Requirement a. In the passage below about the tootler, list every adjective it uses to describe the laws of supply and demand.

Page extract.
----------
To this question I fear I must return a far more lowly and commercial answer than Alastor Jones's. The tootler can only reply that he fulfils a want. A demand exists, and he himself the correlative supply. People are ready to buy his wares, and he sells his wares to them accordingly. Perhaps he may turn out better wares -- sometimes yes, sometimes no -- but in any case he must turn out simply and solely what suits his market. After all, the phalansteries are not yet organised; the millennium has not yet begun; and the world in its present condition is mainly governed by the base, cold, hard, vulgar laws of supply and demand. The daily papers and the weekly papers want a certain definite article, and the tootler produces it for them at a fixed rate. He takes his guineas for work performed, and he seems therefore about as honest a man as the mason or the carpenter who builds for hire. His work may be shoddy -- most likely it is shoddy nowadays; but it is the thing he is paid to do, and do it he must. The man who pays him wants just such stuff; not merely the simple middleman or intermediary whom we call the publisher or proprietor, but the real ultimate hirer, the consumer who takes a delight in the perusal of tootling. In this present workaday world of political economy and competing markets, the career open to talent is just the best career we can each carve out for our individual selves. We of the proletariate cannot be pickers and choosers: it is all very well for the rich man in his gilded saloons (he doesn't gild them now, since the aesthetic revolution -- but no matter), it is all very well for the rich man to say, I will write a great epic poem; or, I will produce an epoch-making philosophical work; or, I will devote ten years of my life to historical researches into the reign of King Burgred of Mercia: he has got his way made clear before him, and he can do as he likes in this as in other matters. But the poor man (and the mass of litterateurs have always been poor, from the days of Grub Street onward) must take the first work that turns up to his hand: and if Heaven ordains that he should become a special correspondent, he must e'en pocket his pride and endeavour to do his duty in that station of life to which it has pleased political economy to call him.
----------
Requirement b. Count the lines in the entries below that contain the string "tree", treating uppercase and lowercase as different, and give only the number.

Data supplied.
----------
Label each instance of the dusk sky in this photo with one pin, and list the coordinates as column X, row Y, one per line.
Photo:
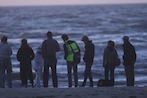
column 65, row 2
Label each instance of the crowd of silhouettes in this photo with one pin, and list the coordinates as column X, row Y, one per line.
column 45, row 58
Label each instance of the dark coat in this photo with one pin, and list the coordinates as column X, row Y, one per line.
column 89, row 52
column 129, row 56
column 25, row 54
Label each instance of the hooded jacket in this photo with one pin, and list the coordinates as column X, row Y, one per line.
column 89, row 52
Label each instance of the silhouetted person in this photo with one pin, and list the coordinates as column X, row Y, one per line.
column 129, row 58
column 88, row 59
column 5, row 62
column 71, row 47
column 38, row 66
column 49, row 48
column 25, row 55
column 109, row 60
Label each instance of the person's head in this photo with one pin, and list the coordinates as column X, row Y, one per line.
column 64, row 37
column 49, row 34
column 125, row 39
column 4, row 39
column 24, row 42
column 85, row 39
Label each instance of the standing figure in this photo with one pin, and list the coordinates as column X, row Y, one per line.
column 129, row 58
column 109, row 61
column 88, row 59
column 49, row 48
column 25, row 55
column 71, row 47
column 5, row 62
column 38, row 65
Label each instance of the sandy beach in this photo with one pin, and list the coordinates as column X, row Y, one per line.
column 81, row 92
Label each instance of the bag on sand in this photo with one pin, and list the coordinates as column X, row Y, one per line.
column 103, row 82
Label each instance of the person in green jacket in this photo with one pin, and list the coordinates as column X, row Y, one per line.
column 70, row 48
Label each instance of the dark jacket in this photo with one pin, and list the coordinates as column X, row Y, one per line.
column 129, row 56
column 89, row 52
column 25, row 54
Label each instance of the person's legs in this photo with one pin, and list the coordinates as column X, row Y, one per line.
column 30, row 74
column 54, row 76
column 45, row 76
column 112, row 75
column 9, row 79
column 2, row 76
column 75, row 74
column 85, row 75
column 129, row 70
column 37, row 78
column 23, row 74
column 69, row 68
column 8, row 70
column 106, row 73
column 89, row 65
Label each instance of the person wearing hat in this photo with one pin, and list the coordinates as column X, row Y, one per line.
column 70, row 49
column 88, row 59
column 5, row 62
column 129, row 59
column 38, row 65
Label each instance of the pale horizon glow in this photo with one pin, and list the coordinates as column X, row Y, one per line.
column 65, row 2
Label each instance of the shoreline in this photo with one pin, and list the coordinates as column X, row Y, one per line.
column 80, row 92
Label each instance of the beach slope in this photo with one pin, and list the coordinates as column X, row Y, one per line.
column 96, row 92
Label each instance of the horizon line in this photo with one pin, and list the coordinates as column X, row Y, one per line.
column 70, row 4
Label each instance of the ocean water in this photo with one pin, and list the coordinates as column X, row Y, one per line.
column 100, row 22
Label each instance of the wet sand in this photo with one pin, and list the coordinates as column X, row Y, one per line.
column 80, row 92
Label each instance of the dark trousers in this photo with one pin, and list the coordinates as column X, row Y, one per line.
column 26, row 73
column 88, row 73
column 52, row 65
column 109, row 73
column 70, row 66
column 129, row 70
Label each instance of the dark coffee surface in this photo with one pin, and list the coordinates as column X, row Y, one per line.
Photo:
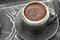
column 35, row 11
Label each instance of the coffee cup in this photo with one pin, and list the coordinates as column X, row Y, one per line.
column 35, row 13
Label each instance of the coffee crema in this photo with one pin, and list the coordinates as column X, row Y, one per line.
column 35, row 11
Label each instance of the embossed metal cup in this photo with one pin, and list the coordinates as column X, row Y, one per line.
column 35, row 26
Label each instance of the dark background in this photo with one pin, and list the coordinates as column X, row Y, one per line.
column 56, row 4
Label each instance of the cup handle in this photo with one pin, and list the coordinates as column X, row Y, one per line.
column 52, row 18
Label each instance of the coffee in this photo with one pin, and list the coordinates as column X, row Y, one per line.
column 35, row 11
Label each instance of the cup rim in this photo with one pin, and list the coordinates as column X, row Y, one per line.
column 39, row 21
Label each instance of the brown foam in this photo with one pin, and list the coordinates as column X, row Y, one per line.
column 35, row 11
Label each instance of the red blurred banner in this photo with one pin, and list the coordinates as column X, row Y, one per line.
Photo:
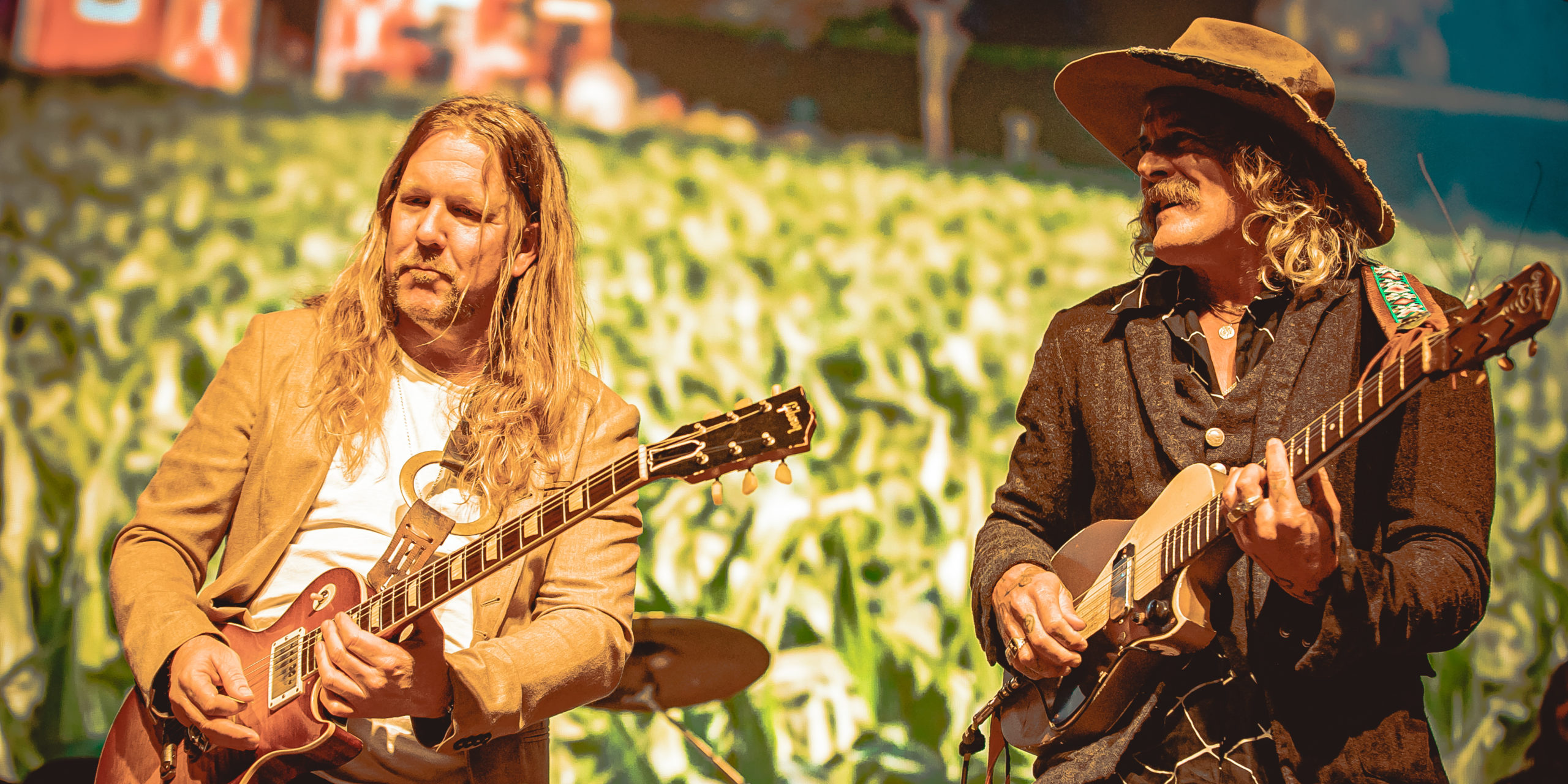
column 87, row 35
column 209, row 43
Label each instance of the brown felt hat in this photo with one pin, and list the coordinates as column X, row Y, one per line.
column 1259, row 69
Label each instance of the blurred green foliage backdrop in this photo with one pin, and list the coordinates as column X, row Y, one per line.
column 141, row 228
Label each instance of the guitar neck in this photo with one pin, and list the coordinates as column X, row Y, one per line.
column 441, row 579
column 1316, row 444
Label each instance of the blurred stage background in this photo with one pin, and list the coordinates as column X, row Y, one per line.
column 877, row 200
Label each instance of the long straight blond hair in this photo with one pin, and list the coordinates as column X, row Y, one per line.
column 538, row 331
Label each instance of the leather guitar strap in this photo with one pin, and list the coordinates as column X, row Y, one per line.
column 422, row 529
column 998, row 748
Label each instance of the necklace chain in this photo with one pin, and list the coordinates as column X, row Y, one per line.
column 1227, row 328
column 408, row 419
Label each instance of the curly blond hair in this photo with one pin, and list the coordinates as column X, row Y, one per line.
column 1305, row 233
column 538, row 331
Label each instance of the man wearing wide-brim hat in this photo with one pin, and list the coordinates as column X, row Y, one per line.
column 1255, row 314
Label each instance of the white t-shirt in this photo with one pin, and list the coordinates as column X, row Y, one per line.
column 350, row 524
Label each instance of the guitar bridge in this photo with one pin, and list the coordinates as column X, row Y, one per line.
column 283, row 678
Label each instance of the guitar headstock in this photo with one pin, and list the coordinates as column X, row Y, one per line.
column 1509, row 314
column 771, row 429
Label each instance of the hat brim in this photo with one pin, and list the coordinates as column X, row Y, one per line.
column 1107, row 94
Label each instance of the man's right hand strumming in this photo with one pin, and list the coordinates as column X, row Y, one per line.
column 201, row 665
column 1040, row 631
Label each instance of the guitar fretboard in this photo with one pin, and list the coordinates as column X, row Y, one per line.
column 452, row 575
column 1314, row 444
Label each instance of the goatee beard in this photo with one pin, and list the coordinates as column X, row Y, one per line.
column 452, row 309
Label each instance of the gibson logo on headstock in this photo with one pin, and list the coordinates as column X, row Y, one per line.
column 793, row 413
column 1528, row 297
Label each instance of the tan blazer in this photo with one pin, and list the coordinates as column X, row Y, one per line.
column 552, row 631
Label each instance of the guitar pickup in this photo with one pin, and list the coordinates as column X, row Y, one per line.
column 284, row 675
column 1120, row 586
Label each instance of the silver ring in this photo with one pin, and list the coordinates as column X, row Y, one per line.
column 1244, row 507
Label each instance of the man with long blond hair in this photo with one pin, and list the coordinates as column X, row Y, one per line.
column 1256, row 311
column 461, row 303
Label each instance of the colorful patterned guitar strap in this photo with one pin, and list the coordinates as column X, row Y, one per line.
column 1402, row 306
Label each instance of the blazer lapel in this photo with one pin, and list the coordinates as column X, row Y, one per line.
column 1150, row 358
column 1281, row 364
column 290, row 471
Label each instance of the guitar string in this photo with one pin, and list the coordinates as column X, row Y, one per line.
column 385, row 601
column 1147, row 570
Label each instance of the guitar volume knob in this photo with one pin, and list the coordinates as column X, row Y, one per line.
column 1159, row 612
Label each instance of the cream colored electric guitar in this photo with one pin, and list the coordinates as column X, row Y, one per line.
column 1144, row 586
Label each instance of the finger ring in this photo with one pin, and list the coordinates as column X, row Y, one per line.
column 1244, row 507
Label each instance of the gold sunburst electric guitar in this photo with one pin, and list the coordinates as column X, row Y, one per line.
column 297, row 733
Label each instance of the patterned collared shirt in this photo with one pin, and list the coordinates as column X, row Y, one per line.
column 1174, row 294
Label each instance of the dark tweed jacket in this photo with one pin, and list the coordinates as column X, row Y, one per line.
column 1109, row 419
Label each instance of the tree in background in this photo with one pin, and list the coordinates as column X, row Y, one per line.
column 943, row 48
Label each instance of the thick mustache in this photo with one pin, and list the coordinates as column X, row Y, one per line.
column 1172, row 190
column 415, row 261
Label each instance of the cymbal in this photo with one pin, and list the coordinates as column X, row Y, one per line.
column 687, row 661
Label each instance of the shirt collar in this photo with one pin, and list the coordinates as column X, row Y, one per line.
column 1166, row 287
----------
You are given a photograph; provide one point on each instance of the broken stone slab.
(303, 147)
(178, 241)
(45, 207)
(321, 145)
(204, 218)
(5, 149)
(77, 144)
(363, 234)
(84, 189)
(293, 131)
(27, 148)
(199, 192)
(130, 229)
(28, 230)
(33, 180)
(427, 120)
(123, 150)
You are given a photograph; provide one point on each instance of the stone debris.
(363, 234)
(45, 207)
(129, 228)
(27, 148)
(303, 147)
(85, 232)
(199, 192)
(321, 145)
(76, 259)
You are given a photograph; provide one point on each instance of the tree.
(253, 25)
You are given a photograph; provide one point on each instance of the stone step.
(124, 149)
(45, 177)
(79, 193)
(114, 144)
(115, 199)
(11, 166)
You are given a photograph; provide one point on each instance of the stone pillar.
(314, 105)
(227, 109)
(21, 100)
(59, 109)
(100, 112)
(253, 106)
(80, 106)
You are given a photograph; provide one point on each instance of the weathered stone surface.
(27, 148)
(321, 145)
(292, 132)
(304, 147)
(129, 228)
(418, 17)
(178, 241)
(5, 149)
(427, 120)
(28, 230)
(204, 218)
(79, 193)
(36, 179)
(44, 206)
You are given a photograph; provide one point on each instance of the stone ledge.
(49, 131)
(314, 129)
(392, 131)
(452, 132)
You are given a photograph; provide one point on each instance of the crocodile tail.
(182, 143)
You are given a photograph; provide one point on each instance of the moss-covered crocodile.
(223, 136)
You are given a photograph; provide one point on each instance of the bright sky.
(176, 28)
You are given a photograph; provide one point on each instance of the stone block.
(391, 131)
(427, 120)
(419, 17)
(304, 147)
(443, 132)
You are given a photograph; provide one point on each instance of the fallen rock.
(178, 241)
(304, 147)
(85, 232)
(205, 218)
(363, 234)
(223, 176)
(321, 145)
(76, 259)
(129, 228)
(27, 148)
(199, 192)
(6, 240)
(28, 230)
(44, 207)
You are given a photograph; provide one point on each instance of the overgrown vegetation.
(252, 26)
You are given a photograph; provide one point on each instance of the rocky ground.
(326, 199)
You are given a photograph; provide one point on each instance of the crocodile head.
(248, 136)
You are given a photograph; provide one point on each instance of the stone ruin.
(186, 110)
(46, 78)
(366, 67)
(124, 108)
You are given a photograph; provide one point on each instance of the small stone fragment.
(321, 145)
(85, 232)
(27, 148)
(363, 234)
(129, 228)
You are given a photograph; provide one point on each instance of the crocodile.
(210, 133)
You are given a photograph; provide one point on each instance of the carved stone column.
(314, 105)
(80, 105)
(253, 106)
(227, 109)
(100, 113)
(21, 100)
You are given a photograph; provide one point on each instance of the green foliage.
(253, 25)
----------
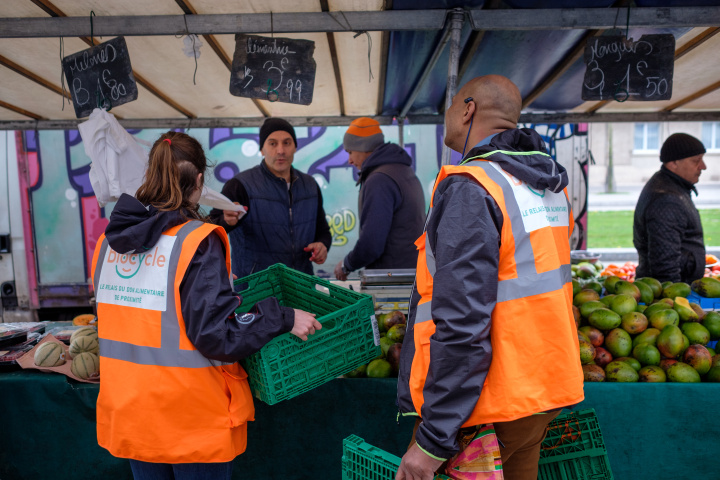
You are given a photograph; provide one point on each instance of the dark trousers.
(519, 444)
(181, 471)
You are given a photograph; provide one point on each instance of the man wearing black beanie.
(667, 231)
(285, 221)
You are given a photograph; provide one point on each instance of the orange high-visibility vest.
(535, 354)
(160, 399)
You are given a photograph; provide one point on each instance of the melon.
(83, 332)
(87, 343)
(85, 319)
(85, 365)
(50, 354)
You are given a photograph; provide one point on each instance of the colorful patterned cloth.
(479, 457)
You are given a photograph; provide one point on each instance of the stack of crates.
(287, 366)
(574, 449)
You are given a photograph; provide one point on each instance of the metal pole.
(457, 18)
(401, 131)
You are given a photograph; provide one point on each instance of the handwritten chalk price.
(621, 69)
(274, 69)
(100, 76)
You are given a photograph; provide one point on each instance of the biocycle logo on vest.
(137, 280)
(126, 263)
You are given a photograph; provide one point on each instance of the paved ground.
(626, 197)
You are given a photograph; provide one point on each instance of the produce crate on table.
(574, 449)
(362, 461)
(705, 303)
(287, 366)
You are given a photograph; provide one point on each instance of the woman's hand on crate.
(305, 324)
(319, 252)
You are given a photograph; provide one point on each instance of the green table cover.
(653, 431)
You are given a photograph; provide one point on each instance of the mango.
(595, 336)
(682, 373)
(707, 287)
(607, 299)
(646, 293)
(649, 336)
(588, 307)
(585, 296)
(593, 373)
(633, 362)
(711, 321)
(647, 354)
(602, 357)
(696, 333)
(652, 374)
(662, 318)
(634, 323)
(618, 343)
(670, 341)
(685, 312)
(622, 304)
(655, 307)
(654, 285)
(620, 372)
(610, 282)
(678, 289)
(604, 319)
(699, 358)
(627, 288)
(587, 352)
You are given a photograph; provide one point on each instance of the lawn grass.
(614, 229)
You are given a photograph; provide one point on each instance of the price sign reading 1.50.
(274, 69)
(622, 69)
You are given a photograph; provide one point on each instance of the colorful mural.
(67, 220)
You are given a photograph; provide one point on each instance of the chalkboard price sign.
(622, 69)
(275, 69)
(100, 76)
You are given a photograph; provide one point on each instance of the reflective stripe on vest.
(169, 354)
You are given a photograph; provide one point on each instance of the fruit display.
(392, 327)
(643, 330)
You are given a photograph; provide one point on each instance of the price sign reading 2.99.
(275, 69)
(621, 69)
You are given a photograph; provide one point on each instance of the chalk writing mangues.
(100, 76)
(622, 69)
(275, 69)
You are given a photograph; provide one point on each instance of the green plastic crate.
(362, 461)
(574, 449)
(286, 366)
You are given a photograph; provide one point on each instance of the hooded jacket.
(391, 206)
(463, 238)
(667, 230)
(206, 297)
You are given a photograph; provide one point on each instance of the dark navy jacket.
----------
Correct response a. base, cold, hard, vulgar

Correct response b. 2